▶ [INSTRUCTIONS TO FOLLOW]
Put the lines below into a JSON list of strings, one string per line with blank lines omitted, starting at the line that contains "Mark each instance of the blue" and ending at the line that contains "x=868 y=425", both included.

▶ [SOURCE DATA]

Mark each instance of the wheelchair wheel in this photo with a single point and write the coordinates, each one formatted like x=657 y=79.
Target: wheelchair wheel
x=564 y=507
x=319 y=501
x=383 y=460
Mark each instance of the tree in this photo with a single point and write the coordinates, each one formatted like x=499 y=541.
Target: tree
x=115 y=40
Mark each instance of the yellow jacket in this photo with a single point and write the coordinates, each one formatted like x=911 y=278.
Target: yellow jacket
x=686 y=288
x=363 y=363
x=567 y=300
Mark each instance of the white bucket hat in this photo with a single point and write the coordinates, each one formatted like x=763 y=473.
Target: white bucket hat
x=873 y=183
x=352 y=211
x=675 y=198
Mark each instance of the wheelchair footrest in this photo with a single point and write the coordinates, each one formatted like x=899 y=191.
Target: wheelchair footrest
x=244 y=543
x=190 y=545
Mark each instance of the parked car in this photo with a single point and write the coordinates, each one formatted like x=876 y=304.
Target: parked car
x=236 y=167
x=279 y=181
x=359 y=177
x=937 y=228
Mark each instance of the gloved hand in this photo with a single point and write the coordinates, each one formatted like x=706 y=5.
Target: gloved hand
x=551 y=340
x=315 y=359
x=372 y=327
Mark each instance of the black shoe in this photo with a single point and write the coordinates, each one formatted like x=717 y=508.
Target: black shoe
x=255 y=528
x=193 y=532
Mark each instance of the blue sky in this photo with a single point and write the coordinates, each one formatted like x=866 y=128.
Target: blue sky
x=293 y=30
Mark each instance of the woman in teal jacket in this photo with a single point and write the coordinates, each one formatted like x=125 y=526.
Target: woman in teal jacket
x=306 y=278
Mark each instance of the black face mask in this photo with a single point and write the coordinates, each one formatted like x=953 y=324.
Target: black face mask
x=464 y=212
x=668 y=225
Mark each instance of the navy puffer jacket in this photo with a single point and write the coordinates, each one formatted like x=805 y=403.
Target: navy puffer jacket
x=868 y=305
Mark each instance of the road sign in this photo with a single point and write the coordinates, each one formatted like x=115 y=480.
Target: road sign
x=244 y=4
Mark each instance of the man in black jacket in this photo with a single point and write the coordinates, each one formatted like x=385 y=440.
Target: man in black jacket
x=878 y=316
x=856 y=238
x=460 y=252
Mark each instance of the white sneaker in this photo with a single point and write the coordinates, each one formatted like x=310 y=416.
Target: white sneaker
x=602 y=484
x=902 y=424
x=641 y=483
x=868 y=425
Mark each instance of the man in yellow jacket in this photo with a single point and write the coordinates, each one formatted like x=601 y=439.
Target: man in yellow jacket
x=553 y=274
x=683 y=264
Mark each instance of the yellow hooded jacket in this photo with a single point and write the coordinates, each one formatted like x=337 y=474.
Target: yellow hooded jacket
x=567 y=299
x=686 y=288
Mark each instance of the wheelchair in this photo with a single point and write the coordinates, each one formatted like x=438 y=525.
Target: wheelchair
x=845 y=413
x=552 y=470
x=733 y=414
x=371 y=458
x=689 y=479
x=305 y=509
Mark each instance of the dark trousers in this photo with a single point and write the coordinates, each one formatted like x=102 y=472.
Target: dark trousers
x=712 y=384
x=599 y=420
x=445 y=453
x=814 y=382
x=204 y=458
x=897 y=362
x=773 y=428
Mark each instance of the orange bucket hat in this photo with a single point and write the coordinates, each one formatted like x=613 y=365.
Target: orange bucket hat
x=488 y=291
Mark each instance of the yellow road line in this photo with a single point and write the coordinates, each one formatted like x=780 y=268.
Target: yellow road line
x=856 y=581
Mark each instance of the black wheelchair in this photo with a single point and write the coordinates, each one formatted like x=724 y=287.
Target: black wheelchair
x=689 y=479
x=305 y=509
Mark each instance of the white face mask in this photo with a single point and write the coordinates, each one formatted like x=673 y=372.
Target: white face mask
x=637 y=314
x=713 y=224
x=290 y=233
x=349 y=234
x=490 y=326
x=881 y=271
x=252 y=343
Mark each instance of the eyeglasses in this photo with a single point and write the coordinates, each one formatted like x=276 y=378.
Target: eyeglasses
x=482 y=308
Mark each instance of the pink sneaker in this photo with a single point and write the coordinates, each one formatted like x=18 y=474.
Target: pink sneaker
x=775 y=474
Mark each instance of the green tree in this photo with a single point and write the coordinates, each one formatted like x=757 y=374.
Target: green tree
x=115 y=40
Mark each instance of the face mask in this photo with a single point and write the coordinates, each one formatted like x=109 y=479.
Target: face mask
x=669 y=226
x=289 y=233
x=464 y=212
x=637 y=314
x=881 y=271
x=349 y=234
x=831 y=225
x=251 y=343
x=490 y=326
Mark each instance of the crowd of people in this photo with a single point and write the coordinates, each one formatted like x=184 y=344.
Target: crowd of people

▶ [COMPLETE OUTPUT]
[
  "Mark each instance of the blue sky in this photo with a single point and write the coordinates, each one formatted like x=866 y=128.",
  "Target: blue sky",
  "x=293 y=30",
  "Mark each instance of the woman in teal jacket in this photo with a single point and write the coordinates, each one formatted like x=125 y=526.",
  "Target: woman in teal jacket",
  "x=306 y=278",
  "Mark each instance of the black face mask in this photo with a single point and write the coordinates, each one formatted like x=953 y=324.",
  "Target: black face mask",
  "x=464 y=212",
  "x=668 y=225",
  "Mark each instance of the navy puffer jacket in this photo with a single point and write the coordinates, each one formatted like x=805 y=403.",
  "Target: navy puffer jacket",
  "x=868 y=305",
  "Mark each instance of the road sign in this photo with a single point and write the coordinates, each one formatted like x=115 y=480.",
  "Target: road sign",
  "x=244 y=4",
  "Mark each instance of the man in black jacket in this photo with a single point and write the coordinates, each one formatted like x=385 y=440.",
  "Target: man in black jacket",
  "x=878 y=316",
  "x=856 y=238",
  "x=460 y=252",
  "Mark each instance of the white sneaker in this photo with a single point and write the coordinates, each one formatted like x=310 y=416.",
  "Target: white sneaker",
  "x=602 y=484",
  "x=902 y=424",
  "x=641 y=483",
  "x=868 y=425"
]